##### Trecho da página #####

Por: Raimundo Antonio de
Souza Lopes (Jornal De Fato-Mossoró-RN)
Assistindo,
recentemente, a uma palestra no Centro de Evangelização do Shalom, cujo tema
era “O Senhorio do Senhor”, eu ouvi do missionário a frase colocada aí no
título desta crônica.
Inicialmente, eu fiquei
um pouco sem querer entender o real significado ou a profunda reflexão que o
palestrante nos convidou a fazer, pois sofrer, no sentido literal da palavra
não é, e nunca será, algo que possamos compreender como sendo bom para a nossa
vida. Basta apreendermos que “sofrer” em sua etimologia deriva do latim, sufferre, termo pelo qual os velhos
romanos designavam quem estava "sob ferros", acorrentado, submetido à
força (fosse escravo ou prisioneiro). Ou seja, a origem do nosso popular
"sofrimento": palavra que melhor traduz, em português, a infelicidade
contínua e intensa e, no momento em que ocorre, irremediável, é justamente o
vocábulo que designava a opressão, a submissão, a situação da criatura
submetida ao poder de outrem que, como coisa, ou "ferramenta", padece
de todos os infortúnios capazes de lhe "ferir" (machucar) corpo e
alma (Conf. dicionarioetimologico.com.br/sofrer).

##### Dados fornecidos #####

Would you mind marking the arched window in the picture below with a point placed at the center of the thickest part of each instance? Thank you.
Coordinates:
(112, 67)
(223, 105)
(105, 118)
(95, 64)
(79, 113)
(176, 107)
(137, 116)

#####

**Enunciado da tarefa**
Retome, por favor, a crônica sobre o sofrimento logo após a última frase apresentada. Os dados vêm de uma fonte diferente da crônica.

**Resposta a seguir**
Com a continuidade de
sua fala, passei a compreender a lógica para o sentido da palavra sofrimento,
quando esta é aplicada ao nosso cotidiano, seja material ou espiritual. E, de
cara, veio-me a frase de Santa Teresa D’Ávila, que disse: “O mérito consiste em sofrer e
amar”.
Embora vivamos em um
mundo em que se busca, a todo custo, o ter, o poder e o prazer como fontes de
felicidade, admitir que o sofrimento faz parte do nosso cotidiano,
independentemente de cor, fé ou status social, é a mesma coisa de dizer que é
infeliz permanentemente. Não é verdade. O segredo, de fato, é dar sentido ao
seu sofrimento, fazer dele um aliado. É compreender que o seu
sofrimento não é diferente do sofrimento de quem está do seu lado. Se eu ajudar
ao meu irmão a suportar o seu sofrimento, eu estou dando sentido ao meu
sofrimento também, com isso estou minimizando minhas dores e, consequentemente,
estou extraindo prazer, e felicidade, de algo negativo em minha vida.
É primordial que
aprendamos a sofrer. É fundamental que possamos dar sentido aos nossos
sofrimentos. Por exemplo: uma mulher que vai dar à luz uma criança sofre, mas
ela não pensa nas suas dores, ela só pensa no filho que carregará nos braços e
verá crescer. Ou seja, ela está dando sentido ao seu sofrimento ao entender que
a alegria que virá depois será muito maior que o sofrimento pelo qual está
passando naquele momento. São Francisco de Assis já dizia: “É tão grande o bem que
espero, que todo o sofrimento me é um grande prazer”.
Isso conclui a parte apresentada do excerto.